__DOCUMENT SEGMENT__
New ways to prevent root rot – a diseased forest can only be treated by clearcutting

|Root rot causes damage worth of tens of thousands of euros for Finnish forestry annually. This was emphasized at the Forest Quiz organised by the Finnish Forest Association for schoolchildren in May, 2018, where Petri Kortejärvi from the OP Financial Group was discussing the subject. Photo: Vilma Issakainen|

Swedish researchers have identified a gene that slows down the growth of root rot in spruce. In Finland the discovery will be utilized by selecting spruces with a better genetic resistance to root rot for breeding.

A team of Swedish researchers, Miguel Nemesio-Gorriz et al., have conducted basic research with a view to breeding a spruce with a better resistance to root rot. The breakthrough came when they found an explanation on the genome level to why some individual trees withstand the root rot better.

”They managed to identify a gene that slows down the growth of root rot. In functions in exactly the same way as the human genes determining blood type or eye colour,” says Jarkko Hantula, Research Professor at Natural Resources Institute Finland.

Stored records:
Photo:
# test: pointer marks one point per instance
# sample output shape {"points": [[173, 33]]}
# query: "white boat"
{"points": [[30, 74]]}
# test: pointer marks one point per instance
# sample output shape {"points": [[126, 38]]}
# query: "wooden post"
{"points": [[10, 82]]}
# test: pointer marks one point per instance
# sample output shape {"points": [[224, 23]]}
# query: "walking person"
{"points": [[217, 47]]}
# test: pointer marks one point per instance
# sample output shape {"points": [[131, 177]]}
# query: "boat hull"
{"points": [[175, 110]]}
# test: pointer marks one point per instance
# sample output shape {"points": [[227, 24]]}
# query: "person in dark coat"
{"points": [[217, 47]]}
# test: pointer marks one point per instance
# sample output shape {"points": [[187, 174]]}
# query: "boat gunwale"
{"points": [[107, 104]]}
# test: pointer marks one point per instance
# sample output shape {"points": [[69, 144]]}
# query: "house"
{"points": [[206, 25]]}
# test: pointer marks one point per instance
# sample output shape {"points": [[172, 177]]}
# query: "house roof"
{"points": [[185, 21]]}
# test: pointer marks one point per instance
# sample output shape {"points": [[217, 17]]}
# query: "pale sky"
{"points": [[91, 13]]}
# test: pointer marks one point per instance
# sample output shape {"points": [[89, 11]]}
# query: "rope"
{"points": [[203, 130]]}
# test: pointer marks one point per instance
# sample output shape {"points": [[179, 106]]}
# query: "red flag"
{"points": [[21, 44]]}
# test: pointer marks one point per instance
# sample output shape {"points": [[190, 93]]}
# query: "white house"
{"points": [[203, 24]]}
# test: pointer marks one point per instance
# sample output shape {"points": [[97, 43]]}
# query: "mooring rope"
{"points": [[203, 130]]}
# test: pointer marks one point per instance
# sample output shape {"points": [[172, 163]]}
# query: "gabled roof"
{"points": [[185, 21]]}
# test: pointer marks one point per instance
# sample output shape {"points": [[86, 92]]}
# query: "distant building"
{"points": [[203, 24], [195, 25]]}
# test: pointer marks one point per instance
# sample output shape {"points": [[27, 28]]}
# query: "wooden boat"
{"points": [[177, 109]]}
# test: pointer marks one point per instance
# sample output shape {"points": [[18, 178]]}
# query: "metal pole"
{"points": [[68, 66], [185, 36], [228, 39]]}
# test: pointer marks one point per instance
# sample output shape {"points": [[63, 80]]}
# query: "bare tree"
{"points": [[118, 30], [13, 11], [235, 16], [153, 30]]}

__LIST OF TASKS__
A: List every person named in the root rot article.
B: Please write out the part of the root rot article starting at "A team of Swedish" and ending at "Resources Institute Finland.", word for word.

__SOLVED PROBLEMS__
A:
Petri Kortejärvi
Vilma Issakainen
Miguel Nemesio-Gorriz
Jarkko Hantula

B:
A team of Swedish researchers, Miguel Nemesio-Gorriz et al., have conducted basic research with a view to breeding a spruce with a better resistance to root rot. The breakthrough came when they found an explanation on the genome level to why some individual trees withstand the root rot better.

”They managed to identify a gene that slows down the growth of root rot. In functions in exactly the same way as the human genes determining blood type or eye colour,” says Jarkko Hantula, Research Professor at Natural Resources Institute Finland.